Problem requirements: Copy the data below word for word, keeping every line in its original order.

Supplied material:
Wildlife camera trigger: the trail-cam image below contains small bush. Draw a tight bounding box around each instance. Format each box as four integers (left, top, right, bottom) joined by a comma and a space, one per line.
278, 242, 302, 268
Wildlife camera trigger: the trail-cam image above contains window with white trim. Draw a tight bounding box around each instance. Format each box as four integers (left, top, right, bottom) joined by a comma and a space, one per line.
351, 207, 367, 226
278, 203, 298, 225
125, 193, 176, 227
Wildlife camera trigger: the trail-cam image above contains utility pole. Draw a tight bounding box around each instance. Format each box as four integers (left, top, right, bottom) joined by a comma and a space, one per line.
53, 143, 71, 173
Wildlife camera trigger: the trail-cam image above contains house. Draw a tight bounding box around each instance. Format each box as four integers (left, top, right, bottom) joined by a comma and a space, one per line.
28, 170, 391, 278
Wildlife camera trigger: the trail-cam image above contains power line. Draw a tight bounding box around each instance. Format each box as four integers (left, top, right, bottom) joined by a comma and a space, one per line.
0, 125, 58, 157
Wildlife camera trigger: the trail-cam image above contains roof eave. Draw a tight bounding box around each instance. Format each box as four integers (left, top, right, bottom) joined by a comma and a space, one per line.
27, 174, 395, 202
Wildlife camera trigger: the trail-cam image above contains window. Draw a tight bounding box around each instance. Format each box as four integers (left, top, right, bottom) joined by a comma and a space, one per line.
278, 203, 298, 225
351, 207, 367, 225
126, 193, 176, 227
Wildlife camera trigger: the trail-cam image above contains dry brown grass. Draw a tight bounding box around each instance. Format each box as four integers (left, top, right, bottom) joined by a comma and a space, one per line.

In response:
Wildlife camera trigger: the trail-cam image below contains small bush. Draw a tight bounding box around each instance. Format each box as four integers (left, top, right, bottom) joined by a comma and a space, one per line.
278, 242, 302, 268
Wildlife camera trigger: the trail-cam image above contains window with white trim. Draw a tight bounding box around each instance. Format each box as four integers (left, top, right, bottom) joined by a comma and a space, one per line.
351, 207, 367, 226
278, 203, 298, 225
125, 193, 176, 227
Wildlife camera trigger: the trail-cam image above contains utility pole. Draw a tight bounding box around each instance. Format each box as four integers (left, top, right, bottom) joined by a comma and a space, one per line.
53, 143, 71, 173
Wildlife camera trigger: the trail-cam image above contains house. Draw a tight bounding box around each instance. Format each box as four integers (left, top, right, bottom) joined by a comma and a space, one per line.
28, 170, 391, 278
Wildlife camera trigger: the trail-cam image above contains power line. Draw a tight bounding box around each instance. Format each box as four integers (left, top, right, bottom) joined by a comma and a space, one per line.
0, 125, 58, 157
Wildlife camera trigger: the trail-cam image above contains roof eave. Draw a tight bounding box around each instance. Format each box as four integers (left, top, right, bottom) joined by a comma and a space, one per line.
27, 174, 395, 202
Wildlife camera trigger: the trail-cam image above contains window. Draw a tight bounding box around each instance. Format each box as four integers (left, top, right, bottom) joined by a comma and a space, one per line.
278, 203, 298, 225
351, 207, 367, 225
126, 193, 176, 227
Wildlife camera trigger: the trail-cam image above contains dry brown grass. Draw a tight bounding box around each instance. Format each box as four integers (left, top, right, bottom) joined by a comma and a space, one per line.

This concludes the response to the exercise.